## BEGIN Record set

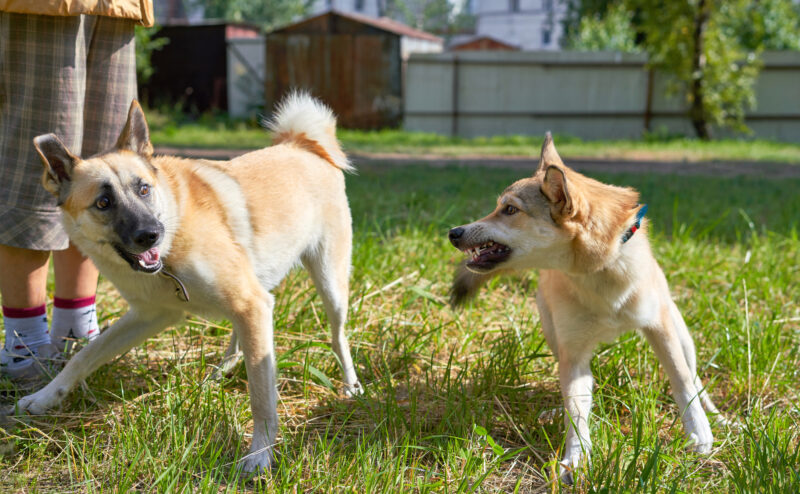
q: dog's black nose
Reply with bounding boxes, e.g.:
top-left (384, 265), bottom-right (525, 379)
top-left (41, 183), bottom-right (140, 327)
top-left (133, 229), bottom-right (161, 249)
top-left (447, 226), bottom-right (464, 247)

## END Record set

◆ **Exercise description**
Set down the entries above word for word, omitting the picture.

◆ **Task output**
q: dog's black nose
Reply with bounding boxes, e.g.:
top-left (384, 265), bottom-right (525, 379)
top-left (41, 183), bottom-right (140, 327)
top-left (133, 229), bottom-right (161, 249)
top-left (447, 226), bottom-right (464, 247)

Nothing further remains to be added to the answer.